*Task item*. Give the data below again exactly, and drop each picture from it.

___

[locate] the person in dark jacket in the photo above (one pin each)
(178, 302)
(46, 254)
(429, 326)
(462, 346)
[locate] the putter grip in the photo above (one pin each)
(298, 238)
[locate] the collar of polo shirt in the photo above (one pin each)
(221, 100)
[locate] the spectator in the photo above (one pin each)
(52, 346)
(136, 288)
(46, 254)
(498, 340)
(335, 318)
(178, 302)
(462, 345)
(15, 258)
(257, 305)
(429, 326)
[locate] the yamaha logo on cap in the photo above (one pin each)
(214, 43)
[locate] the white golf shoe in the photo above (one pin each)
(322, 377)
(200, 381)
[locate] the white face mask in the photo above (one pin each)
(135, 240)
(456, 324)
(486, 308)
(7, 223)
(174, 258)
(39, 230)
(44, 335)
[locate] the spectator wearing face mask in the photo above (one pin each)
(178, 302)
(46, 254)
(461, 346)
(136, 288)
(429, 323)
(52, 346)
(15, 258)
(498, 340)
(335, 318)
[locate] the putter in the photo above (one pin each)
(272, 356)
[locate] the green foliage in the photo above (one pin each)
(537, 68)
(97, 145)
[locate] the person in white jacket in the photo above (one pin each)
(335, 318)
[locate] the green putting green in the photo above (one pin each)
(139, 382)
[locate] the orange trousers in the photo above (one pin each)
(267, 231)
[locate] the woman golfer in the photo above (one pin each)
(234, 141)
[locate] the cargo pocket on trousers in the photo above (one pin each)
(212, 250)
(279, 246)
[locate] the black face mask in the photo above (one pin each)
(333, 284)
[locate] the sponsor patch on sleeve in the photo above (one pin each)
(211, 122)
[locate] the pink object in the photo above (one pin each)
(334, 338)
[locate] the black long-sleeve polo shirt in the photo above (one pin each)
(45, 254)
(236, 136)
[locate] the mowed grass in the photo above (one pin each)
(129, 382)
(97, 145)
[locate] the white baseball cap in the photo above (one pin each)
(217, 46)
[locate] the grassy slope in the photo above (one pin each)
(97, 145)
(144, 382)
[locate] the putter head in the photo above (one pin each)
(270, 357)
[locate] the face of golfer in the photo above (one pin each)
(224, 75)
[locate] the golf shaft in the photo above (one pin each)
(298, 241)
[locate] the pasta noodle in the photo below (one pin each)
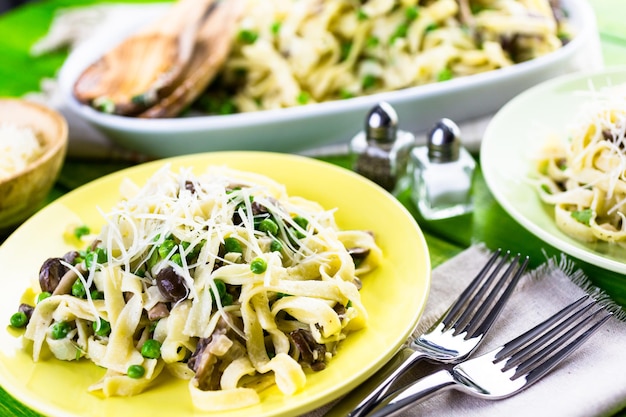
(290, 53)
(584, 177)
(221, 279)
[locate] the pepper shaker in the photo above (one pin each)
(442, 173)
(381, 151)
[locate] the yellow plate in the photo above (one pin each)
(394, 294)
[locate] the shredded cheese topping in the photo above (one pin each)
(583, 174)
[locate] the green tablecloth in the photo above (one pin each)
(489, 223)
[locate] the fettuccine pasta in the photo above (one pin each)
(584, 177)
(290, 53)
(221, 279)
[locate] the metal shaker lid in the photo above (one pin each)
(381, 123)
(444, 141)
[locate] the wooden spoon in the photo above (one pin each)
(131, 76)
(213, 44)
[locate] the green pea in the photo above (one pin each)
(303, 223)
(369, 81)
(19, 319)
(248, 36)
(78, 289)
(104, 329)
(346, 47)
(177, 259)
(411, 13)
(232, 245)
(445, 74)
(136, 371)
(345, 94)
(81, 231)
(269, 226)
(276, 246)
(60, 329)
(42, 296)
(96, 295)
(400, 32)
(275, 28)
(258, 266)
(166, 247)
(99, 255)
(303, 97)
(104, 104)
(372, 42)
(151, 349)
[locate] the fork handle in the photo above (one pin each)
(366, 396)
(420, 390)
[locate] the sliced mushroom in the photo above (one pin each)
(51, 273)
(159, 311)
(312, 353)
(171, 285)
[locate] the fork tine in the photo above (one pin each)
(546, 345)
(475, 321)
(547, 365)
(482, 326)
(469, 290)
(526, 337)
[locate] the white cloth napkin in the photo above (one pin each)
(591, 382)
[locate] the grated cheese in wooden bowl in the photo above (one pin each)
(18, 147)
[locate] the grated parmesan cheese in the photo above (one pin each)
(18, 147)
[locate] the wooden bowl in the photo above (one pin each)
(24, 192)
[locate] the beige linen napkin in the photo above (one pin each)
(591, 382)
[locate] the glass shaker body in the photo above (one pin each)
(442, 189)
(385, 163)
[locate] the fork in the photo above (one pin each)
(512, 367)
(451, 339)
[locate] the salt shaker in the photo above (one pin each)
(381, 151)
(442, 173)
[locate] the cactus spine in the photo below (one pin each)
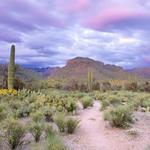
(11, 68)
(90, 80)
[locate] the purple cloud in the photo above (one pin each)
(49, 32)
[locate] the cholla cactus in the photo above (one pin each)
(90, 80)
(11, 68)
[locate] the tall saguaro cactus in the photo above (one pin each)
(11, 68)
(90, 80)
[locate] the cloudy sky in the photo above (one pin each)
(49, 32)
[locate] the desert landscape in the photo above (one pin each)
(74, 75)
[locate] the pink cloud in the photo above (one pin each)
(71, 6)
(108, 16)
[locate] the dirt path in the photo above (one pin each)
(95, 134)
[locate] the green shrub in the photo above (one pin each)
(37, 116)
(54, 142)
(48, 112)
(59, 119)
(104, 104)
(114, 100)
(119, 117)
(3, 112)
(24, 111)
(87, 101)
(36, 129)
(14, 133)
(71, 125)
(71, 105)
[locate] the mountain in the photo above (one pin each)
(141, 72)
(77, 68)
(45, 71)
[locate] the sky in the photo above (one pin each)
(49, 32)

___

*Exercise result*.
[locate] the person in dark jacket in the photo above (one pin each)
(178, 302)
(46, 254)
(429, 326)
(462, 346)
[locate] the putter grip in the photo above (one pin each)
(298, 238)
[locate] the collar of polo shirt in the photo above (one pin each)
(221, 100)
[locate] the spectator in the photo above (one pin each)
(52, 346)
(136, 288)
(46, 254)
(498, 340)
(335, 318)
(178, 302)
(462, 345)
(15, 258)
(257, 305)
(429, 326)
[locate] the yamaha logo on cap in the photo above (one pin each)
(214, 43)
[locate] the white golf shoe in the photo above (one pin each)
(322, 377)
(200, 381)
[locate] the white face mask in the photo above (one pin each)
(135, 240)
(456, 324)
(486, 308)
(7, 223)
(174, 258)
(39, 230)
(44, 335)
[locate] the spectator wearing face mask in the photo above (one pin each)
(178, 302)
(46, 254)
(461, 346)
(136, 288)
(429, 323)
(52, 346)
(15, 258)
(498, 340)
(335, 318)
[locate] the putter in the photo above (one pin each)
(272, 356)
[locate] the green foliage in the photo above (one pin each)
(537, 68)
(97, 145)
[locate] the person in white jacket in the photo above (one pin each)
(335, 318)
[locate] the green putting green in the photo above (one pin each)
(139, 382)
[locate] the orange trousers in the photo above (one pin each)
(267, 231)
[locate] the woman golfer in the photo above (one pin each)
(234, 141)
[locate] the cargo pocket on trousers in the photo above (one pin each)
(212, 250)
(279, 246)
[locate] the black face mask in the photo above (one pin each)
(333, 284)
[locate] the sponsor patch on sleeve in the photo above (one pin each)
(211, 122)
[locate] the pink object in the photo above (one pin each)
(334, 338)
[locate] the black long-sleeve polo shirt in the photo above (one pin each)
(45, 254)
(236, 136)
[locate] the mowed grass in the photo above (one pin each)
(129, 382)
(97, 145)
[locate] the white baseball cap in the photo above (one pin each)
(217, 46)
[locate] the grassy slope in the photo above (one pin each)
(97, 145)
(144, 382)
[locate] the putter head in the photo above (one pin each)
(270, 357)
[locate] the face of golfer in the photo above (one pin each)
(224, 75)
[locate] the golf shaft in the photo above (one pin each)
(298, 241)
[locate] the pasta noodle in the photo below (one pin each)
(290, 53)
(584, 177)
(221, 279)
[locate] the pepper shaker in the photo above (one pin each)
(442, 173)
(381, 151)
[locate] the yellow plate in the photo above (one pin each)
(394, 294)
[locate] the shredded cheese topping in the photo above (one pin each)
(583, 174)
[locate] the green tablecloth in the photo above (one pin each)
(489, 223)
[locate] the fettuccine pasta in the photo above (one pin each)
(584, 177)
(290, 53)
(221, 279)
[locate] the metal shaker lid in the photo above (one pin each)
(381, 123)
(444, 141)
[locate] the wooden spoon in the photo above (one pin each)
(131, 76)
(213, 44)
[locate] the green pea in the photo above (one pin each)
(303, 223)
(369, 81)
(19, 319)
(248, 36)
(78, 289)
(104, 329)
(346, 47)
(177, 259)
(411, 13)
(232, 245)
(445, 74)
(136, 371)
(345, 94)
(81, 231)
(269, 226)
(276, 246)
(60, 329)
(42, 296)
(96, 295)
(400, 32)
(275, 28)
(258, 266)
(166, 247)
(99, 255)
(303, 97)
(104, 104)
(372, 42)
(151, 349)
[locate] the fork handle in the photo above (one pin each)
(366, 396)
(420, 390)
[locate] the sliced mushroom in the photo above (one pin each)
(51, 273)
(159, 311)
(312, 353)
(171, 285)
[locate] the fork tine in the photo above (one pin each)
(546, 345)
(475, 321)
(547, 365)
(482, 326)
(469, 290)
(526, 337)
[locate] the white cloth napkin in the photo above (one pin each)
(591, 382)
[locate] the grated cheese in wooden bowl in the photo above (one pin each)
(18, 147)
[locate] the grated parmesan cheese in the photo above (one pin each)
(18, 147)
[locate] the wooden bowl in the photo above (one pin each)
(24, 192)
[locate] the beige linen napkin in the photo above (one pin each)
(591, 382)
[locate] the glass shaker body in the photo above (one pin each)
(442, 189)
(385, 163)
[locate] the fork in the photo above (one pin each)
(512, 367)
(451, 339)
[locate] the salt shaker in the photo above (one pin each)
(381, 151)
(442, 173)
[locate] the cactus spine in the photo below (one pin each)
(11, 68)
(90, 80)
[locate] the purple cloud in the photo above (one pin each)
(49, 32)
[locate] the cholla cactus in the photo above (one pin each)
(90, 80)
(11, 68)
[locate] the tall saguaro cactus in the photo above (one pin each)
(11, 68)
(90, 80)
[locate] the cloudy sky in the photo above (one pin each)
(49, 32)
[locate] the desert landscape in the photo above (one pin each)
(74, 75)
[locate] the pink cloud in the photo above (one pin each)
(71, 6)
(108, 16)
[locate] the dirt path in the photo above (one pin each)
(95, 134)
[locate] the green shrub in the photo above (one pin each)
(37, 116)
(54, 142)
(48, 112)
(59, 119)
(104, 104)
(114, 100)
(119, 117)
(3, 112)
(24, 111)
(87, 101)
(36, 129)
(14, 133)
(71, 125)
(71, 105)
[locate] the mountain in the photo above (one pin each)
(141, 72)
(77, 68)
(45, 71)
[locate] the sky in the photo above (one pin each)
(49, 32)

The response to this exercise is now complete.